KUTIPAN:
● ● ● ● ●

Mendagri Sebut Film Dirty Vote Tidak Gunakan Metode Ilmiah

Menteri Dalam Negeri Tito Karnavian. (Foto: Kemendagri)

BSINews.id | Jakarta – Menteri Dalam Negeri Tito Karnavian menyatakan, film dokumenter Dirty Vote tidak menempuh dua metode ilmiah dalam menghasilkan suatu kesimpulan, sehingga dianggap hanya sebatas pembentukan opini.

Dua metode ilmiah itu  adalah congruent method (metode kongruen) dan tracing method (metode pelacakan). Adapun nama Tito disebut dalam film dokumenter itu saat pembahasan mengenai provinsi baru di Papua.

Iklan Dinas PUPR Aceh Barat

Hal tersebut disampaikan Tito melalui keterangan tertulisnya, usai Konvensi Nasional Media Massa dalam rangka Hari Pers Nasional di Jakarta, Senin, 19 Februari 2024.

● ● ● ● ●

KUMPULAN TUGAS:
- 1) Salinlah bagian berita tentang film Dirty Vote dari "Mendagri Sebut Film" sampai "19 Februari 2024." tanpa mengubah satu kata pun.
- 2) Menurut berita tentang film Dirty Vote, apa dua metode ilmiah yang tidak ditempuh film tersebut?
- 3) Teruskan berita tentang pernyataan Mendagri mengenai film Dirty Vote, dimulai sesudah kalimat terakhirnya.

● ● ● ● ●

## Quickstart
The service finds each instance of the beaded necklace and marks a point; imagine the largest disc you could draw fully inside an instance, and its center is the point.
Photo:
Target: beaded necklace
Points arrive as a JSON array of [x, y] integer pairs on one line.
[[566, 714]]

● ● ● ● ●

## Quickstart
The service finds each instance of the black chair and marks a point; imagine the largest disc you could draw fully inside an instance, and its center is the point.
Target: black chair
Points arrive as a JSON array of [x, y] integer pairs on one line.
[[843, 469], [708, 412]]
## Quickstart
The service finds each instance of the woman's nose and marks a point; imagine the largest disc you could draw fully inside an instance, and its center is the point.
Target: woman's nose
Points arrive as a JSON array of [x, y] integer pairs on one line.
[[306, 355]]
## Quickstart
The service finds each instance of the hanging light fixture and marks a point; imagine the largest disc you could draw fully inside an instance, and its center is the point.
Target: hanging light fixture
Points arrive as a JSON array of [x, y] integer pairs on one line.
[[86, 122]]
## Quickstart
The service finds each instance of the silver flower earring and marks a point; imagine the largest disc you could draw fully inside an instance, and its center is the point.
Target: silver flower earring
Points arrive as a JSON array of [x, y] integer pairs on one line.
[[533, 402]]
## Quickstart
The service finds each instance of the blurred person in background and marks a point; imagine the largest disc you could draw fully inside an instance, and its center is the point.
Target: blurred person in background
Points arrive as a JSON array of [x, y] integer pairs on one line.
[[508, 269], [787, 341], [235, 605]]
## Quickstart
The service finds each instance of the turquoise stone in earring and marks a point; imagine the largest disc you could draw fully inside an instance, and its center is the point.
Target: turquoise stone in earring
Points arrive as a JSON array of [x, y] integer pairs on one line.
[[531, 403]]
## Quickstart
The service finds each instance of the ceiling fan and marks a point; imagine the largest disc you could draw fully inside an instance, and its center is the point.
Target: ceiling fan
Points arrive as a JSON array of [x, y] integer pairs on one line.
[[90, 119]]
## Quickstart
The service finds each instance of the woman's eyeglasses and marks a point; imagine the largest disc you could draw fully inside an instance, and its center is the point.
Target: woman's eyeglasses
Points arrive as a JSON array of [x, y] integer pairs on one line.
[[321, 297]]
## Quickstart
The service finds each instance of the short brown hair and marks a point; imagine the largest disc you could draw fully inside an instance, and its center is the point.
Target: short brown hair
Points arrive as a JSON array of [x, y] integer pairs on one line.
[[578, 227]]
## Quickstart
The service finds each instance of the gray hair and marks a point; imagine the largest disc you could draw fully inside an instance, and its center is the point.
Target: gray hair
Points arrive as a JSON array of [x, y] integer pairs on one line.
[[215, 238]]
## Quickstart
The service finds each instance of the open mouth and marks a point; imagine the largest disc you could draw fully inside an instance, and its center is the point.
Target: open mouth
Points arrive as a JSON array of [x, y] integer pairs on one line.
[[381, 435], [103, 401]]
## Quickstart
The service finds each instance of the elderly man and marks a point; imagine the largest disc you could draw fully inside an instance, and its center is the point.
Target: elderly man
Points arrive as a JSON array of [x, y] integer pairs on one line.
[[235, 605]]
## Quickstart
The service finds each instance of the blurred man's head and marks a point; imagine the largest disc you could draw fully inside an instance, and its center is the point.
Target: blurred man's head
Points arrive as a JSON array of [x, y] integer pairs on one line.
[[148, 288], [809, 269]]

● ● ● ● ●

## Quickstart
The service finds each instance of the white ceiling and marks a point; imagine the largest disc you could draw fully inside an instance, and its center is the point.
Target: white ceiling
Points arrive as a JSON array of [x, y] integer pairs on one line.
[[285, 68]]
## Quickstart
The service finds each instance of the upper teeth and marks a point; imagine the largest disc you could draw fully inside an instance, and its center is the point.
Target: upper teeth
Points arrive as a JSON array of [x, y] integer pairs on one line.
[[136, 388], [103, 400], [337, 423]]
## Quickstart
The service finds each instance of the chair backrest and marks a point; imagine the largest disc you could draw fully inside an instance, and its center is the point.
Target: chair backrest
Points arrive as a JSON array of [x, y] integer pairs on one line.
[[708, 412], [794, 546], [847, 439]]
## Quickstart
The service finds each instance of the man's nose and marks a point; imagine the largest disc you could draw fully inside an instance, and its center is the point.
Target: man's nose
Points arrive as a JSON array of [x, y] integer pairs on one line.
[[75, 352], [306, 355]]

● ● ● ● ●

JAWABAN AKHIR:
- 1)
Mendagri Sebut Film Dirty Vote Tidak Gunakan Metode Ilmiah

Menteri Dalam Negeri Tito Karnavian. (Foto: Kemendagri)

BSINews.id | Jakarta – Menteri Dalam Negeri Tito Karnavian menyatakan, film dokumenter Dirty Vote tidak menempuh dua metode ilmiah dalam menghasilkan suatu kesimpulan, sehingga dianggap hanya sebatas pembentukan opini.

Dua metode ilmiah itu  adalah congruent method (metode kongruen) dan tracing method (metode pelacakan). Adapun nama Tito disebut dalam film dokumenter itu saat pembahasan mengenai provinsi baru di Papua.

Iklan Dinas PUPR Aceh Barat

Hal tersebut disampaikan Tito melalui keterangan tertulisnya, usai Konvensi Nasional Media Massa dalam rangka Hari Pers Nasional di Jakarta, Senin, 19 Februari 2024.

- 2) Metode kongruen (congruent method) dan metode pelacakan (tracing method).

- 3)
“Saya lihat ini pemberitaan dalam bentuk documentary, tapi sebetulnya saya lihat adalah pembentukan opini dengan merangkai sejumlah peristiwa,” kata Tito.

Tito menegaskan, metode kongruen adalah suatu metode upaya melihat sesuatu dan mengambil kesimpulan karena dianggap sama dan sebangun.

Menurutnya metode itu ditempuh tanpa melihat sebab dan akibat.

“Itu boleh, kalau kita ingin mengambil hipotesa. Sama dengan media, ketika membuat hipotesa boleh. Tapi kalau mau membuat tulisan yang betul-betul akurat, ya harus menempuh proses tracing,” katanya.

Tito mengatakan, petugas kepolisian sudah terbiasa menerapkan metode-metode tersebut sebagai cara berpikir dalam proses investigasi jika ada peristiwa-peristiwa.

Ia mengatakan, metode kongruen tidak bisa dijadikan alasan pasti tanpa proses pelacakan.

Menurutnya, proses pelacakan  harus dilakukan dengan menjajaki semua sebab dan akibat, jika ingin menentukan pelaku atau tersangka.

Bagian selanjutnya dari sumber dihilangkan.